(Beginning of Excerpted records)

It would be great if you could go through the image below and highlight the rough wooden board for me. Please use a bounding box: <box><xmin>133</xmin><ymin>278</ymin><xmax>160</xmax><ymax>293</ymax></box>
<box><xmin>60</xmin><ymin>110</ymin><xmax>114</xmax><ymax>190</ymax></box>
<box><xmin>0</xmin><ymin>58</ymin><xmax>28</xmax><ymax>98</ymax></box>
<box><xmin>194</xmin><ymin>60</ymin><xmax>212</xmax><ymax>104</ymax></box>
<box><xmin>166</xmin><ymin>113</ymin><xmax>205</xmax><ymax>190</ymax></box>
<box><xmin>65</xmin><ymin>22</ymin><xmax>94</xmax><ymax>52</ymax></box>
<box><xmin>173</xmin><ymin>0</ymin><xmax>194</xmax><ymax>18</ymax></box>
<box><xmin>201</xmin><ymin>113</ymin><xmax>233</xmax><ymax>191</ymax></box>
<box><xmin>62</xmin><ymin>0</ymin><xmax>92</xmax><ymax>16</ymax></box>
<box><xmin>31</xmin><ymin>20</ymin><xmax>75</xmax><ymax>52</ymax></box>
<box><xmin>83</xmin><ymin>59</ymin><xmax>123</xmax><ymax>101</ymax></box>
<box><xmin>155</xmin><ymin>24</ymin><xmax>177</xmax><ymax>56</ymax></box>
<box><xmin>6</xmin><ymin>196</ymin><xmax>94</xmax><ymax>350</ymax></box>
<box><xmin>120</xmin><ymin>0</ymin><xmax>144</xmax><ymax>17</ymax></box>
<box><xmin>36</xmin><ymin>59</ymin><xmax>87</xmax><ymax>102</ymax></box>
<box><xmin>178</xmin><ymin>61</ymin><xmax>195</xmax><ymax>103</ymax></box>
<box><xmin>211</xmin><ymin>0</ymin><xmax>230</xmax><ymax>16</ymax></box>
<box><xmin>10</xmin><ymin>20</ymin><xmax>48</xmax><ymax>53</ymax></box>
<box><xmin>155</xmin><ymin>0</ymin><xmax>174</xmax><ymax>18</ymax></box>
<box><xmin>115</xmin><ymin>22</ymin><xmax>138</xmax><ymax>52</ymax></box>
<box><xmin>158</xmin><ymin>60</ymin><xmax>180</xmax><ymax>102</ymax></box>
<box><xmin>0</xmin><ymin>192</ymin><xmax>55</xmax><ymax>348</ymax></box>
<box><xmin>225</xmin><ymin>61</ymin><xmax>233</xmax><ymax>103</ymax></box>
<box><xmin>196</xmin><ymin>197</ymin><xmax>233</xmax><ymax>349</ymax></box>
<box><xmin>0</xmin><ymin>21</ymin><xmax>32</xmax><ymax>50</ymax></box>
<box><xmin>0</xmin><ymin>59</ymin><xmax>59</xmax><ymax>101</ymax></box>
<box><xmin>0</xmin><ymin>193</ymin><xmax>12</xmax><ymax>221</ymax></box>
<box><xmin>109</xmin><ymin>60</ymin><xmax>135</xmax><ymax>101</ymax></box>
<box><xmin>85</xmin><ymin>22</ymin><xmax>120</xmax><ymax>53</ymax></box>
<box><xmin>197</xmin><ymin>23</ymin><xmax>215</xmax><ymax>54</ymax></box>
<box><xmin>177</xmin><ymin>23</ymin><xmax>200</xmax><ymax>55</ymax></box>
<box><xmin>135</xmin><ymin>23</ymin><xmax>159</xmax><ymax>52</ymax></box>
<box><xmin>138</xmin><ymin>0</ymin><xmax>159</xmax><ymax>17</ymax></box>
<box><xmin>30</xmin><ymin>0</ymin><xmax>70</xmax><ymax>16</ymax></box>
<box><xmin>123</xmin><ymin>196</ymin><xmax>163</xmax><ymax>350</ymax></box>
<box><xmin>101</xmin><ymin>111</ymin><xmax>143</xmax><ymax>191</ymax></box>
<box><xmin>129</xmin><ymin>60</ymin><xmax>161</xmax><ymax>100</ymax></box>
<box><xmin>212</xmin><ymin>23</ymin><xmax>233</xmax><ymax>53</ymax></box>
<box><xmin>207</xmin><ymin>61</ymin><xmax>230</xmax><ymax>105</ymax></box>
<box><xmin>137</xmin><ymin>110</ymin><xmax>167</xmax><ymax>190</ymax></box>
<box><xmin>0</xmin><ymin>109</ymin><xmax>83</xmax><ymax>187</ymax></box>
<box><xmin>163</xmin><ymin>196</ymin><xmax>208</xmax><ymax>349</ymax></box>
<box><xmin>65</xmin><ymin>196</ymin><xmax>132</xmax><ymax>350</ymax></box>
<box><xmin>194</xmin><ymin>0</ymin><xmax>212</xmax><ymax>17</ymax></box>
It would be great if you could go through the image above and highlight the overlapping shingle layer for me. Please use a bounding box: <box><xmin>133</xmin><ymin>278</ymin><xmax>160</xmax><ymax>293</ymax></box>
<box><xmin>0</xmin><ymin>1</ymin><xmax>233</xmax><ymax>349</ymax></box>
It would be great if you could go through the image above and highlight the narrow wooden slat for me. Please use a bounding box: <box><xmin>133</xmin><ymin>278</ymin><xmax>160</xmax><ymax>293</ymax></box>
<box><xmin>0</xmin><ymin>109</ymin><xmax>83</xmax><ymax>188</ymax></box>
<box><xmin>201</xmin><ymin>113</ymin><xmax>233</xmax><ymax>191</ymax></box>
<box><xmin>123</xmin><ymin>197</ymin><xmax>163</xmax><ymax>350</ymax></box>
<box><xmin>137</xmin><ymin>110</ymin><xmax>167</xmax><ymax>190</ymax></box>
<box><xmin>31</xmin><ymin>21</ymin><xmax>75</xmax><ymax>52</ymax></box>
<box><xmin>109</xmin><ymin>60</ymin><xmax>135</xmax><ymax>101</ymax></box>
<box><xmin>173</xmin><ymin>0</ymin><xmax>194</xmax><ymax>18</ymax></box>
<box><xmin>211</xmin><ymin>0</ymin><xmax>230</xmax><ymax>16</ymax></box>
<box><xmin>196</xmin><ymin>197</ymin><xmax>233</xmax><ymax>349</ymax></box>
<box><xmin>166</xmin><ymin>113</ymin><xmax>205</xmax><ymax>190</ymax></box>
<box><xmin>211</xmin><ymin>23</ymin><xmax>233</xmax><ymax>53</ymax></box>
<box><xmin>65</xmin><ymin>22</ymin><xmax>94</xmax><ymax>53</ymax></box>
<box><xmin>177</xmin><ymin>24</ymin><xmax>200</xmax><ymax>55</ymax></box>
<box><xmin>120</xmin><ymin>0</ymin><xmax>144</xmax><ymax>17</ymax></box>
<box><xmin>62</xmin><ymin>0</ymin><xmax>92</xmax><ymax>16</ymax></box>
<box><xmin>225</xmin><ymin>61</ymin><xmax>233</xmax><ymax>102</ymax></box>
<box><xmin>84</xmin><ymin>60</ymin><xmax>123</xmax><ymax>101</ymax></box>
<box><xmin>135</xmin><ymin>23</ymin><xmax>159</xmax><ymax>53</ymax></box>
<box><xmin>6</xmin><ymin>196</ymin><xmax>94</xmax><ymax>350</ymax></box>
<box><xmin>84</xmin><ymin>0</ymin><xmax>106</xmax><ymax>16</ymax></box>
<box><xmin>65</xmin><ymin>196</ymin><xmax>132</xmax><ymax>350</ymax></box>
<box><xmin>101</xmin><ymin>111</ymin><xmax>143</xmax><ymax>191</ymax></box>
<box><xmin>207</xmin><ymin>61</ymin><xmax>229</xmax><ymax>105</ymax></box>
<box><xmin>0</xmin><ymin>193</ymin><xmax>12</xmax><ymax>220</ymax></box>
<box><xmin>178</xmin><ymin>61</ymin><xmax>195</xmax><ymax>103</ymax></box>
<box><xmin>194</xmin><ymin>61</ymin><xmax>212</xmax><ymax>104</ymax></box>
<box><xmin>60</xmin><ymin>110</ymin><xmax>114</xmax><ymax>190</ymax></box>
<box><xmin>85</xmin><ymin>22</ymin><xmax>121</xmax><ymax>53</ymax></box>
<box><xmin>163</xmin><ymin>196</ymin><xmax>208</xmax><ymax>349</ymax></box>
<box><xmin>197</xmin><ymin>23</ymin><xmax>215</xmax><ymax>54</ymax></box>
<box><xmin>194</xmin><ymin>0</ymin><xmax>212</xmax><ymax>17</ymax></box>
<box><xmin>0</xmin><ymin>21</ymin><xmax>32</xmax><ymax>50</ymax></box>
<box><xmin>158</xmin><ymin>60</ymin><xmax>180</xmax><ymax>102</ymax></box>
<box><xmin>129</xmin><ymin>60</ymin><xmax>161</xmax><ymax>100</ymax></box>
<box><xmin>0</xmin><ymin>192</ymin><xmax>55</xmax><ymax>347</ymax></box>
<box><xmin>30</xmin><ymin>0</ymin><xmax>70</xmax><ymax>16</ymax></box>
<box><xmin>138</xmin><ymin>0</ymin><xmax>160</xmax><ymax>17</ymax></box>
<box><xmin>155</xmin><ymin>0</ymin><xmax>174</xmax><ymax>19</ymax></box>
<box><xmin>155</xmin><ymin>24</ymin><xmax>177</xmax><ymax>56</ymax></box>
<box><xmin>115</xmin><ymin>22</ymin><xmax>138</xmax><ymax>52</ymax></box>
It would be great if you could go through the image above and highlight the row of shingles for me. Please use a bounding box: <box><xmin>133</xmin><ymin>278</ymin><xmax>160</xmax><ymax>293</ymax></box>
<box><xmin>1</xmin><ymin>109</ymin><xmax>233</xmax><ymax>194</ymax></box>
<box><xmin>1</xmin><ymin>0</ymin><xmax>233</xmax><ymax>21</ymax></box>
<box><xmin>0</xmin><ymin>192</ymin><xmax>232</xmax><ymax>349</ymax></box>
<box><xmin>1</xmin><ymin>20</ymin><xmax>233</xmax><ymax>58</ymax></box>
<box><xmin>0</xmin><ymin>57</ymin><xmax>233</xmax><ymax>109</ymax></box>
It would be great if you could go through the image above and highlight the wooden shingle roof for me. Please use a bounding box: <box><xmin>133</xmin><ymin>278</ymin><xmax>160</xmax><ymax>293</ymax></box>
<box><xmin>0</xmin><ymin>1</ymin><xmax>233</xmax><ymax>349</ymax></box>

(End of Excerpted records)

What you should do - Nothing but a number should be given for this: how many lines in the entries above contain "wooden"?

Task answer - 3